Exercise requirements =
Copy the records below verbatim, starting at the line with "# point at: wispy" and continuing up to and including the line with "x=559, y=307". Omit the pictures from your answer.

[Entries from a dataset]
========================================================================

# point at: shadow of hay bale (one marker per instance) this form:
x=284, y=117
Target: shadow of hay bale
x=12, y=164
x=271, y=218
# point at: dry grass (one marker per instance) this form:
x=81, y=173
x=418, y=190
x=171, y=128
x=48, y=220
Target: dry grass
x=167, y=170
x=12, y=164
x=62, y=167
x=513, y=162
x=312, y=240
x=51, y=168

========================================================================

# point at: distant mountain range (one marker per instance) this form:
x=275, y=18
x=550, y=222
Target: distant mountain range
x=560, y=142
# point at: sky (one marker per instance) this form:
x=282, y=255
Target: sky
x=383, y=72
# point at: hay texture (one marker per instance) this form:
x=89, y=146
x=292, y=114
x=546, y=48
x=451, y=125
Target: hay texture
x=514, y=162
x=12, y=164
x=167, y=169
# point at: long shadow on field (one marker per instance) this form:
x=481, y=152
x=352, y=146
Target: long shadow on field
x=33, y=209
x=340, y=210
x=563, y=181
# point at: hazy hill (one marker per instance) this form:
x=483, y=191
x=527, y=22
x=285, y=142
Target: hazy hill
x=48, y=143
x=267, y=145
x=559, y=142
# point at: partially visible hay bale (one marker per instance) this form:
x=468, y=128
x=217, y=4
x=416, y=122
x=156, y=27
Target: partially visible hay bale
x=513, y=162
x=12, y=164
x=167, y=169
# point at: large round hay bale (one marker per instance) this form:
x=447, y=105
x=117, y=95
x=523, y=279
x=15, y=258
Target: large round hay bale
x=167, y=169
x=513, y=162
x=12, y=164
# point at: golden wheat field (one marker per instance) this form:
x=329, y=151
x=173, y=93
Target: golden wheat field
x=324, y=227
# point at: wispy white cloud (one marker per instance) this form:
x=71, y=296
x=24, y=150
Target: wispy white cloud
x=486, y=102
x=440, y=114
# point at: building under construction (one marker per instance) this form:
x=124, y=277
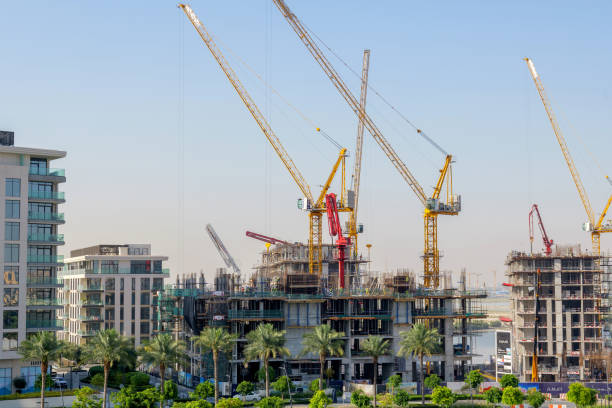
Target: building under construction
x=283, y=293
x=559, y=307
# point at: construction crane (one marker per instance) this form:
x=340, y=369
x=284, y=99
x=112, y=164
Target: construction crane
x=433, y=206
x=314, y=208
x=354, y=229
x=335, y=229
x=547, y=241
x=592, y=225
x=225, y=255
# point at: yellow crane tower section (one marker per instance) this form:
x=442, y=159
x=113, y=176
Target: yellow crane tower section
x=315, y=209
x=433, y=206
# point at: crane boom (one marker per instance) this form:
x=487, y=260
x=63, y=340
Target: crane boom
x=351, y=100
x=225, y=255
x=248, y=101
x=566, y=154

========================================================================

Answer to the problem =
# point at: wispy white cloud (one marker per instance) this form:
x=71, y=296
x=24, y=150
Target: wispy white cloud
x=486, y=102
x=440, y=114
# point at: building under construction (one marker per instance) this form:
x=124, y=277
Target: building under construction
x=283, y=293
x=559, y=307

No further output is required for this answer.